> **WHAT YOU NEED TO DO**: Return every line of the rows below that contains the word "young", unchanged.
**** DATA PROVIDED
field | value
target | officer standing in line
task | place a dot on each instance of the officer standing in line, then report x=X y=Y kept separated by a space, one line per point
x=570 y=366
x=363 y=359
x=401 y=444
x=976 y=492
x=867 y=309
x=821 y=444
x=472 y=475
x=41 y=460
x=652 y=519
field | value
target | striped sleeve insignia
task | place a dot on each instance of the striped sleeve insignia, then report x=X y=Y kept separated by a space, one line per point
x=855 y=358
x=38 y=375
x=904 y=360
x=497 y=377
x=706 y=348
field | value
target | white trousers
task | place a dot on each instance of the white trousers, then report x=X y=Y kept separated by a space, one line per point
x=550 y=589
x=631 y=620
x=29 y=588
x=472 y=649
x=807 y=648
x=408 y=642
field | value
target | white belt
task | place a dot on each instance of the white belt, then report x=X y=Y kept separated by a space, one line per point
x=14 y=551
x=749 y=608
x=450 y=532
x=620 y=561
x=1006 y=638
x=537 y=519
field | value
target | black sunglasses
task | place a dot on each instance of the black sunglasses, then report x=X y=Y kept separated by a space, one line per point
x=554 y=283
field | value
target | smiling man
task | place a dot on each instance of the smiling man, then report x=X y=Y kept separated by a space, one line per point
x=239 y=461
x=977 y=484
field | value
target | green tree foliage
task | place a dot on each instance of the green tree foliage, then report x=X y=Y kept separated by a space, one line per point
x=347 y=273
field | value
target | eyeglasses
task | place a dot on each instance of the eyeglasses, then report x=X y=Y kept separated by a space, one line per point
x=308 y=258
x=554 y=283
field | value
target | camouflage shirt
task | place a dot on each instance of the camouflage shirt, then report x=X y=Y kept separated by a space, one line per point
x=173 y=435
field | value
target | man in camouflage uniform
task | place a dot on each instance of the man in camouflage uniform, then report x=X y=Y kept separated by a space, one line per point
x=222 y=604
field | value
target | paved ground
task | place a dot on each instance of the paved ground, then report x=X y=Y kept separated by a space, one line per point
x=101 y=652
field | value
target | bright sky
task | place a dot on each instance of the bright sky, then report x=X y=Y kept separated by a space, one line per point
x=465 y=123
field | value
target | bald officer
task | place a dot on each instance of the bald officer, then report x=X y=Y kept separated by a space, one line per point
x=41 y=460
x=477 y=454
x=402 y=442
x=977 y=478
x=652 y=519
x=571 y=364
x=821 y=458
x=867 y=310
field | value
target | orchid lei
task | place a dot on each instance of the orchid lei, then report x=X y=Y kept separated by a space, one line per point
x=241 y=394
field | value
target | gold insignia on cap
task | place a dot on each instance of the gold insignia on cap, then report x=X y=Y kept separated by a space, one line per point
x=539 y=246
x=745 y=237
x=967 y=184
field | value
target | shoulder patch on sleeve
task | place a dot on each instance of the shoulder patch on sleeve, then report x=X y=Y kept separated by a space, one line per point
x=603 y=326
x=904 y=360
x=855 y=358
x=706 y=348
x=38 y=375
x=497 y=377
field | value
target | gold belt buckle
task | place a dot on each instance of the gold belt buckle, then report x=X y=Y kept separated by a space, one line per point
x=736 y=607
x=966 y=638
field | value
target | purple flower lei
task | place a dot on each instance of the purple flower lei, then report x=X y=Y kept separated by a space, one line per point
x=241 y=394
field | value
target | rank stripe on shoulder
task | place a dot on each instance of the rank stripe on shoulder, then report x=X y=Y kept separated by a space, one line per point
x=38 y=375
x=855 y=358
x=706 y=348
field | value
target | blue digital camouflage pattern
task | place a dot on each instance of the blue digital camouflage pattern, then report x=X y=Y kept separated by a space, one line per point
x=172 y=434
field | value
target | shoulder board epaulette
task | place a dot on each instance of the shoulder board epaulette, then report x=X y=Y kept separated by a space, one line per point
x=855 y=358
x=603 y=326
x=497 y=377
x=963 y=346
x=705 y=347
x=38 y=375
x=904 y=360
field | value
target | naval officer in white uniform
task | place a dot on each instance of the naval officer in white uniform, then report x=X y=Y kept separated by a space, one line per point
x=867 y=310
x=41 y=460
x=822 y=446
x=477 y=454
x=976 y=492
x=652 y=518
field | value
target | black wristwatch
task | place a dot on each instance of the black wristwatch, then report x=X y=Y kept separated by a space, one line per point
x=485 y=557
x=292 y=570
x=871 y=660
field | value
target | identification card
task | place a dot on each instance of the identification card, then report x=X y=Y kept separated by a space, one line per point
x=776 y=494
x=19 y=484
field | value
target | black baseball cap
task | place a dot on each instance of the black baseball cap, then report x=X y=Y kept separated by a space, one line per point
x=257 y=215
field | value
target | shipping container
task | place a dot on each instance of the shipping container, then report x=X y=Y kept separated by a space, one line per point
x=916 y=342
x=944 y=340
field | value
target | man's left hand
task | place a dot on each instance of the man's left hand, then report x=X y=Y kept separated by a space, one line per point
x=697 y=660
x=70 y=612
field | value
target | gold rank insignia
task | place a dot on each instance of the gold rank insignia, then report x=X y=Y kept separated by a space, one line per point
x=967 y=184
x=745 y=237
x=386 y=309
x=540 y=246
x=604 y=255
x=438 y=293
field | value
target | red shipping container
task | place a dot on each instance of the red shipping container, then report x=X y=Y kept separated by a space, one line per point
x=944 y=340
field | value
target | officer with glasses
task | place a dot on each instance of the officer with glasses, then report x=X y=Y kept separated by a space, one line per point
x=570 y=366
********
**** DATA PROVIDED
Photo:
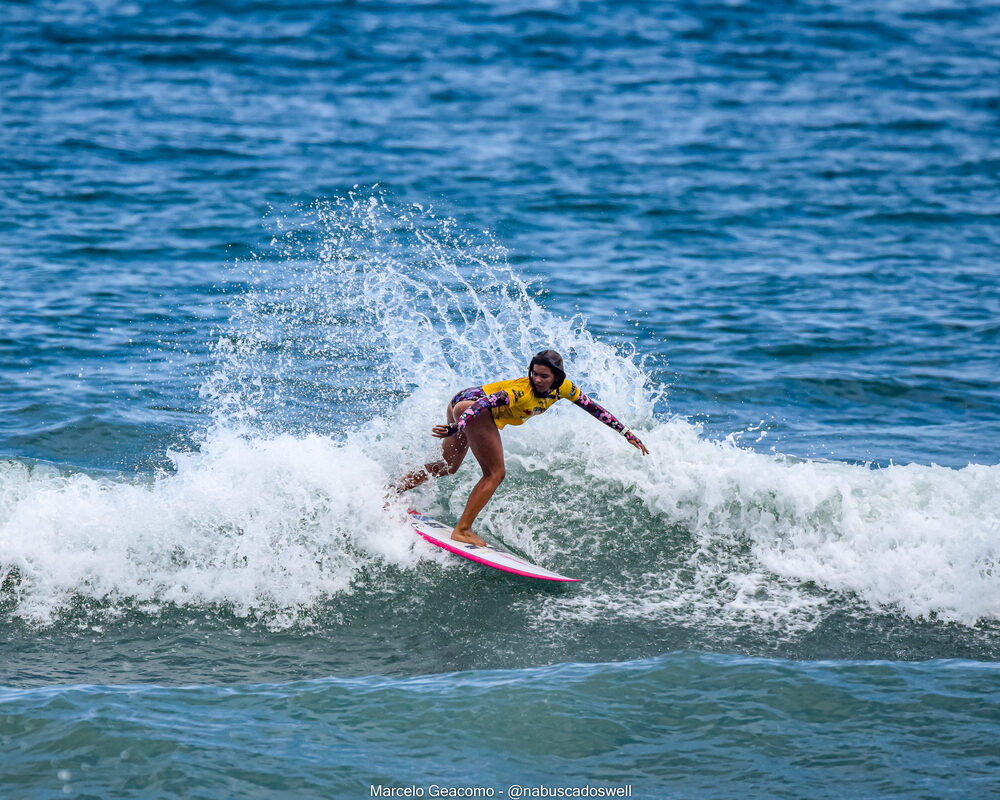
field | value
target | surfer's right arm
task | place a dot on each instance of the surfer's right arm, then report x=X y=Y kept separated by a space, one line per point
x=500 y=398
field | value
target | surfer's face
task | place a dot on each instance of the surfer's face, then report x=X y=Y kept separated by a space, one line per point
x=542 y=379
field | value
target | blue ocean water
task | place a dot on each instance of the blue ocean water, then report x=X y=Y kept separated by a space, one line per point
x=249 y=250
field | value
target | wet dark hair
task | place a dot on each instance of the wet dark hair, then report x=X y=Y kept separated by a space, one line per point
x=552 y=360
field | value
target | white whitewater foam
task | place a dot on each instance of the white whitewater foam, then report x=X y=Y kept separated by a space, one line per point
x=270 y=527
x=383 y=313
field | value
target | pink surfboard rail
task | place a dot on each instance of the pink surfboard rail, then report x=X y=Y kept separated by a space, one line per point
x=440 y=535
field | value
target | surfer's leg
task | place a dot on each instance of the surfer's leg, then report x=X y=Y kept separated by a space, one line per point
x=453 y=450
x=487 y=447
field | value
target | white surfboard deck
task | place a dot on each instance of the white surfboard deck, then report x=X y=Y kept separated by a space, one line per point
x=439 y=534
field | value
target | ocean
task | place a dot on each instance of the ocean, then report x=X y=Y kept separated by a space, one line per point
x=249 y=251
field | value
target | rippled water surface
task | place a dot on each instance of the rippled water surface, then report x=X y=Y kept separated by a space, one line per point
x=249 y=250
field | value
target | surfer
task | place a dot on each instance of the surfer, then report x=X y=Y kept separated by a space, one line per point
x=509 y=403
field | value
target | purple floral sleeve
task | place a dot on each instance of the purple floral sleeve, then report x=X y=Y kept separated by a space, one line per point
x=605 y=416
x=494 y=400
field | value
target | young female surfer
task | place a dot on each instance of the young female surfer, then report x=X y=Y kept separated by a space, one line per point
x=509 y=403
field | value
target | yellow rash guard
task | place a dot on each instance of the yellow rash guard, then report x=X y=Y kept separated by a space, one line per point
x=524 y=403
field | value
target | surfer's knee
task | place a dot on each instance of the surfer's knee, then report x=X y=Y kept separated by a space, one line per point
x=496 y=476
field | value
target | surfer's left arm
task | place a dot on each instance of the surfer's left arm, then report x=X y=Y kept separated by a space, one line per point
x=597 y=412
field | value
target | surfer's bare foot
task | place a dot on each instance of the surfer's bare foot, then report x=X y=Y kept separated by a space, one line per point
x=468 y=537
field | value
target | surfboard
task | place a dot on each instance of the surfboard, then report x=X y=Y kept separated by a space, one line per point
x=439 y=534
********
> **FINAL ANSWER**:
target | young female surfer
task | place a dot on each instance of the young female surfer, then report x=X y=Y kept separated by a space, one line per point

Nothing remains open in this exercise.